Start of DATA FOR THE TASK

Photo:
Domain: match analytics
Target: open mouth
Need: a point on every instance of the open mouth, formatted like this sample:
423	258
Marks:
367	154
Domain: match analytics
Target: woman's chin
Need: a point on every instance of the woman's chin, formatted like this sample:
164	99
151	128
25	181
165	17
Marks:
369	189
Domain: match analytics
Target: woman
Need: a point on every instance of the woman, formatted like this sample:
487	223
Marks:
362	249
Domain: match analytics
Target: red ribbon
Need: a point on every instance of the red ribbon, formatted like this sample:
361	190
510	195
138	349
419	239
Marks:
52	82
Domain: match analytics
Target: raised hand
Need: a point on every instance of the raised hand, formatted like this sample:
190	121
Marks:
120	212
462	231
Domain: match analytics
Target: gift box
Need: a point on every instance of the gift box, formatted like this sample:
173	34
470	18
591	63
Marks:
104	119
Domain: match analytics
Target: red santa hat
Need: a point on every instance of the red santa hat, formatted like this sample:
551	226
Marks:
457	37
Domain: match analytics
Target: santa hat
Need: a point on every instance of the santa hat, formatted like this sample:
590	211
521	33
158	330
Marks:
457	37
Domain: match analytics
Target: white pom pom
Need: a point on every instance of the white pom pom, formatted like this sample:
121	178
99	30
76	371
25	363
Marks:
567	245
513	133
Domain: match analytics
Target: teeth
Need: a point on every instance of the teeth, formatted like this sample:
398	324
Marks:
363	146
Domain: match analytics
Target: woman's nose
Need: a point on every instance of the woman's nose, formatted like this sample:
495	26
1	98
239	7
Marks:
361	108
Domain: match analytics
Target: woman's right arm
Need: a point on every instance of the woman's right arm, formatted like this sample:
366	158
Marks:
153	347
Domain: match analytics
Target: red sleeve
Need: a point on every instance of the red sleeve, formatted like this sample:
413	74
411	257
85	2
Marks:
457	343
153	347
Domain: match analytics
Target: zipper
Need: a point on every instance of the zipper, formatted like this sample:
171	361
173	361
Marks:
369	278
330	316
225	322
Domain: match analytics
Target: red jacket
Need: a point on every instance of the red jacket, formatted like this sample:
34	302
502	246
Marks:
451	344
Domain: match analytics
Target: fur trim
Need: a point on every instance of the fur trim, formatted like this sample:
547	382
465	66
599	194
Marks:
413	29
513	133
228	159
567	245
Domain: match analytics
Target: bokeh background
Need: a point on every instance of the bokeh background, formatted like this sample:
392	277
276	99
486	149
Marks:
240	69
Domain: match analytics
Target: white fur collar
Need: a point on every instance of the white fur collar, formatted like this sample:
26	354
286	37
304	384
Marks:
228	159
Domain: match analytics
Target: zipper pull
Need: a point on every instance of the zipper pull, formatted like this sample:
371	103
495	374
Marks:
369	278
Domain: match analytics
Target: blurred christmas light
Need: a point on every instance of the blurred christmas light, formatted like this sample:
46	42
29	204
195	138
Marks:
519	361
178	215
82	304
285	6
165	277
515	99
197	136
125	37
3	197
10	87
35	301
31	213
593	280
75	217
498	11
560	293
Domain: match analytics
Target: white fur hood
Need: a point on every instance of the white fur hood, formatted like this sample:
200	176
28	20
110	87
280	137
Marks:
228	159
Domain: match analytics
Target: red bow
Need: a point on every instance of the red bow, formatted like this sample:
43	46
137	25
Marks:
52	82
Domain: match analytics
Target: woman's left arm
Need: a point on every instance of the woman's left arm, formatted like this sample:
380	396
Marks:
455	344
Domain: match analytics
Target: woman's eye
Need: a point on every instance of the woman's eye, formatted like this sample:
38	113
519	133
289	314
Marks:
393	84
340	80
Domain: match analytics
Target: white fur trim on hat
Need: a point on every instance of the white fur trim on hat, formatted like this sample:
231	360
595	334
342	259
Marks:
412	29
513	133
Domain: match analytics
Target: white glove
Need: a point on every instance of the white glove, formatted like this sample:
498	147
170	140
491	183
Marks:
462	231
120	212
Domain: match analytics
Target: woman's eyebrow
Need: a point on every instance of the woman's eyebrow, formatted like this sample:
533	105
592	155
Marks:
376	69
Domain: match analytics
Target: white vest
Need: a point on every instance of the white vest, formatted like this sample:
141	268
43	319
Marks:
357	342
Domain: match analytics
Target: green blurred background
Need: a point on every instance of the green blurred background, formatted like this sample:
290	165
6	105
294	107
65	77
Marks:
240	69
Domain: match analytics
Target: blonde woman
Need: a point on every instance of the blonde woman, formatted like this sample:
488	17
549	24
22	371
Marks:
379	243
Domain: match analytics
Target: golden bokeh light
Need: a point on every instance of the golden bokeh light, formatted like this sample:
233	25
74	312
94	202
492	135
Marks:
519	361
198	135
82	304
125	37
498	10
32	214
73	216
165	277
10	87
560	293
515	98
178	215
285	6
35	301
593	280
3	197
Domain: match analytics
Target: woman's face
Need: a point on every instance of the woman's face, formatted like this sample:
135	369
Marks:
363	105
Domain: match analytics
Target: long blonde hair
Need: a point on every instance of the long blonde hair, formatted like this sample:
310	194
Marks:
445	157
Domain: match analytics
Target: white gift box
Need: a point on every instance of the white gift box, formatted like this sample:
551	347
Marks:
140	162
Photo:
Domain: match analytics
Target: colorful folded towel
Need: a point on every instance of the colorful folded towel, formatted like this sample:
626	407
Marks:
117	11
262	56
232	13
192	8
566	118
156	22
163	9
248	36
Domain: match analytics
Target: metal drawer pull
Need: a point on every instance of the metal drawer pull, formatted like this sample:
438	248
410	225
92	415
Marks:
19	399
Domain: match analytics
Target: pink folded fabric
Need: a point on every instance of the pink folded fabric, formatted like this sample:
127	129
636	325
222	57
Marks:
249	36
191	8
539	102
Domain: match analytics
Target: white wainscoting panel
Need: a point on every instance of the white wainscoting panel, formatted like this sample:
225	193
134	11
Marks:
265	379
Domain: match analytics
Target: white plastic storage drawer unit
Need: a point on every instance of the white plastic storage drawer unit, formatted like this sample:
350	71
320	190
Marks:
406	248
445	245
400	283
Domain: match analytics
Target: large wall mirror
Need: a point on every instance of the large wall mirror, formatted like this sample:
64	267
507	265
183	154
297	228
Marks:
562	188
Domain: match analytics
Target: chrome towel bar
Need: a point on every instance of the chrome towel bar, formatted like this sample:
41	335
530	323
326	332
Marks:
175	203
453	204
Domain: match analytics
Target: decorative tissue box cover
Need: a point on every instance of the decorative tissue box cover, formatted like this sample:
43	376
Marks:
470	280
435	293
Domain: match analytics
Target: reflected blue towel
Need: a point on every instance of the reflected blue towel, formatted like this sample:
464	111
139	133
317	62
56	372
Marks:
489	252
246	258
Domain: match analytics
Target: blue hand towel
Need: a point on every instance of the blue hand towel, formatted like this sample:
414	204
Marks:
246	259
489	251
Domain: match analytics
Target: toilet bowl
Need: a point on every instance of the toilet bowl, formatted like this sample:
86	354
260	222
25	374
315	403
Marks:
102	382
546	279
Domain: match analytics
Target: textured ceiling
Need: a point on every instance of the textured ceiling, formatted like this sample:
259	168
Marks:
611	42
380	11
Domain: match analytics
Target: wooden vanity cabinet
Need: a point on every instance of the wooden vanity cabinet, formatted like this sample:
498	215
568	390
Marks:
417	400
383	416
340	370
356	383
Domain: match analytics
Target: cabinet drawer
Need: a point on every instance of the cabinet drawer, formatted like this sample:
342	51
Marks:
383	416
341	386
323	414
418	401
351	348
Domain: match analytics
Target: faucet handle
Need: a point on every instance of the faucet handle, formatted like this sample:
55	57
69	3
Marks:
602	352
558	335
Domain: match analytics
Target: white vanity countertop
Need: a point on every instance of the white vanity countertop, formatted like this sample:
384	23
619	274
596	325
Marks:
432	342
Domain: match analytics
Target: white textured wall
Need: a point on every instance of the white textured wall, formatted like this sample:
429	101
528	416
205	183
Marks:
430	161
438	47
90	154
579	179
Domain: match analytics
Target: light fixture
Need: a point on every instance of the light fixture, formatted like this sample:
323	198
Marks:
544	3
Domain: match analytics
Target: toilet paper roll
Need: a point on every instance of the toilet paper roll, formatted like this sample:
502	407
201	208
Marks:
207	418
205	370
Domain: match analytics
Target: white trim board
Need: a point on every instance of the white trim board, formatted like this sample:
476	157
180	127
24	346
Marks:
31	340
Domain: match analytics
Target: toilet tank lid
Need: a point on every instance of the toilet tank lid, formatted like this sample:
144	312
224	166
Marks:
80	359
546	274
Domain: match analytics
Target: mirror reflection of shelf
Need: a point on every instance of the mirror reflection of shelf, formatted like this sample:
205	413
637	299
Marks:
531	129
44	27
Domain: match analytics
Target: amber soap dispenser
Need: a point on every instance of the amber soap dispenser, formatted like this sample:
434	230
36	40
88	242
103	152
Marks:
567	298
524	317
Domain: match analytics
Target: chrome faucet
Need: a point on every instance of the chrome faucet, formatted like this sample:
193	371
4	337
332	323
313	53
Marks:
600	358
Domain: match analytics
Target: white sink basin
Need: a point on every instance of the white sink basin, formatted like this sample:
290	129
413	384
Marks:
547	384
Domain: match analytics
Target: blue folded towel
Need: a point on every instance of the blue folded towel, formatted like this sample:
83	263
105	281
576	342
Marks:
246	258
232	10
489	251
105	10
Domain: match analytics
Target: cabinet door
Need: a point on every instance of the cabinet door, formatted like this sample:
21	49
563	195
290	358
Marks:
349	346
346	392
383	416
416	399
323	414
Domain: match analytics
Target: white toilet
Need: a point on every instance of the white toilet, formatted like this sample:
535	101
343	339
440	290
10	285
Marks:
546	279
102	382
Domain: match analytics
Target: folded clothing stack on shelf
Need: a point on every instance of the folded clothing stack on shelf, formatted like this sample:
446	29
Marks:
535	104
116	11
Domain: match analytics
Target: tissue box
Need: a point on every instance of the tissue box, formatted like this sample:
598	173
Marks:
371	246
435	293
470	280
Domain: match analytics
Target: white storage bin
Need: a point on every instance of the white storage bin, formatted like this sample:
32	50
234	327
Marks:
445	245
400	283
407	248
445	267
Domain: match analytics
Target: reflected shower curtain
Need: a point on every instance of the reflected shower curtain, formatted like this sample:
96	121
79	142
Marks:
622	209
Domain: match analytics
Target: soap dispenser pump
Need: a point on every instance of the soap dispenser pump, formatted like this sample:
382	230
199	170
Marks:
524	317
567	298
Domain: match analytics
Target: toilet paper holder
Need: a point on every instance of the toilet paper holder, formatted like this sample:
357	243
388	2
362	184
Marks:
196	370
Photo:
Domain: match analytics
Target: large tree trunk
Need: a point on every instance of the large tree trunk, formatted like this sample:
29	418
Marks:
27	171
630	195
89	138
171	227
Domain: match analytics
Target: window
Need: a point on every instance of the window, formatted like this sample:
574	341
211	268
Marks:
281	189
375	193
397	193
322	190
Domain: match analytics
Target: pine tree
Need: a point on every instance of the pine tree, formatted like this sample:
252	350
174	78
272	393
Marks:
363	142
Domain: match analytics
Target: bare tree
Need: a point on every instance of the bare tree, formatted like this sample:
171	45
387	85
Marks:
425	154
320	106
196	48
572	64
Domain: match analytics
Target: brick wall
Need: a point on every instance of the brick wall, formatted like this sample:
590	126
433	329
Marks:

End of DATA FOR THE TASK

• **JOB**
Find every line in the entries above that contains the string "pump" and copy each such line in full. The match is case-sensitive.

• **WRITTEN ANSWER**
Target: soap dispenser pump
Need: a point on every instance of the soap dispenser pump, formatted like this sample:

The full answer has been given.